## Aufgabe
Gib aus dem Textauszug über Oliver Sacks den Abschnitt zwischen „Noch viel ausführlicher“ und „Schatten seiner Vergangenheit?“, beide eingeschlossen, wortgetreu zurück.

Eines Tages traf Oliver Sacks auf einen Mann, der sich an sein gesamtes Leben seit 1945 nicht mehr erinnern konnte. Jedes bisschen Erinnerung an gerade eben, gestern, oder an das, was der Mann vor einer Woche getan hatte, entfiel ihm direkt wieder. Schrieb er sich die Dinge auf, konnte er sich selbst beim Lesen nicht mehr daran erinnern- Er wusste zwar, dass das dort seine Schrift war, aber er bestritt es tatsächlich geschrieben zu haben.
Noch viel ausführlicher und auch aus neurobiologischer Sicht beschreibt Oliver Sacks seine Zeit mit dem Mann in seinem Buch „Der Mann, der seine Frau mit einem Hut verwechselte“ (engl. „The Man Who Mistook his Wife for a Hat and Other Clinical Tales„), welches ich allen nur ans Herz legen kann. Eine Rezension wird noch folgen. Doch er stellte sich unweigerlich auch die Frage nach dem Bewusstsein. Was ist ein Mensch schon ohne seine Erinnerungen, ohne sein Gefühl für das jetzt? Lebt er überhaupt oder lebt er nur als Schatten seiner Vergangenheit?
Es ist schwierig unser Bewusstsein für uns selbst und dafür, dass wir da sind zu erforschen und zu erklären (für mich als einfachen Schüler ohnehin). Dieser Artikel ist auch weniger zum Informieren da, eher zum Nachdenken. Tatsächlich lässt es sich bis heute nicht erklären. Fest steht nur, dass wir ein ausgeprägtes Ich-Bewusstsein haben. Doch wieso und wodurch wissen wir nicht.

## Vorliegende Zeilen

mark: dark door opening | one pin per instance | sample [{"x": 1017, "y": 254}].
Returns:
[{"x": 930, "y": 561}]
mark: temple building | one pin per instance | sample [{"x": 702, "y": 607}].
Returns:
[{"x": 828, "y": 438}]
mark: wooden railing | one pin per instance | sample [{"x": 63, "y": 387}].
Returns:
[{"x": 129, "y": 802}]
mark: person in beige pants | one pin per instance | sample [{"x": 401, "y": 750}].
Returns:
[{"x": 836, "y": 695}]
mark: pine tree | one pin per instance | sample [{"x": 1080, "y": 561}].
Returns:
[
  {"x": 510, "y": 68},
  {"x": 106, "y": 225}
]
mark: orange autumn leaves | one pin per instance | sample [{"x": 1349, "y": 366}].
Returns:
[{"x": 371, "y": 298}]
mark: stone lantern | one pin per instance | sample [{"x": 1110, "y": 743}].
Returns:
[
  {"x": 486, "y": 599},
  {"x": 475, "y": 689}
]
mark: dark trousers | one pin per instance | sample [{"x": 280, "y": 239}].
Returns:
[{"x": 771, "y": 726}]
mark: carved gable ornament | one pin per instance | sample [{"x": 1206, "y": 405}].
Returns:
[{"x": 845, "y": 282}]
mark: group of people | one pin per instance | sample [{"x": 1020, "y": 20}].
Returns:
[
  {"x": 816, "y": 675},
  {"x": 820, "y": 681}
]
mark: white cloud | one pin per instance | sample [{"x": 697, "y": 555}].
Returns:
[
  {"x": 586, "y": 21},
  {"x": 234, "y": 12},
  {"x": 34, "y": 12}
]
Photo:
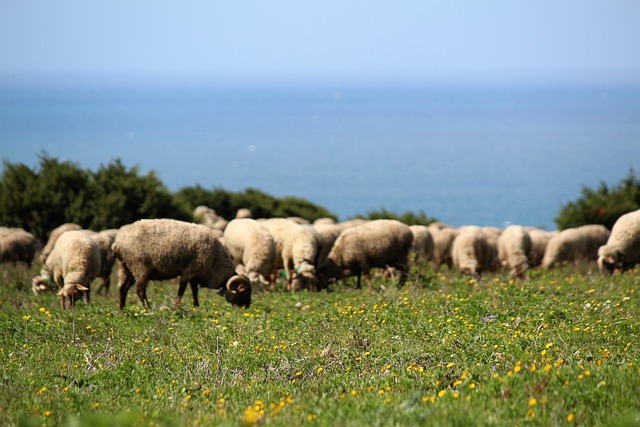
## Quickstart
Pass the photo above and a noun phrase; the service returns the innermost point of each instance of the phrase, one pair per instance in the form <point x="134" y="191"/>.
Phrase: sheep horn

## Antwort
Noch viel ausführlicher und auch aus neurobiologischer Sicht beschreibt Oliver Sacks seine Zeit mit dem Mann in seinem Buch „Der Mann, der seine Frau mit einem Hut verwechselte“ (engl. „The Man Who Mistook his Wife for a Hat and Other Clinical Tales„), welches ich allen nur ans Herz legen kann. Eine Rezension wird noch folgen. Doch er stellte sich unweigerlich auch die Frage nach dem Bewusstsein. Was ist ein Mensch schon ohne seine Erinnerungen, ohne sein Gefühl für das jetzt? Lebt er überhaupt oder lebt er nur als Schatten seiner Vergangenheit?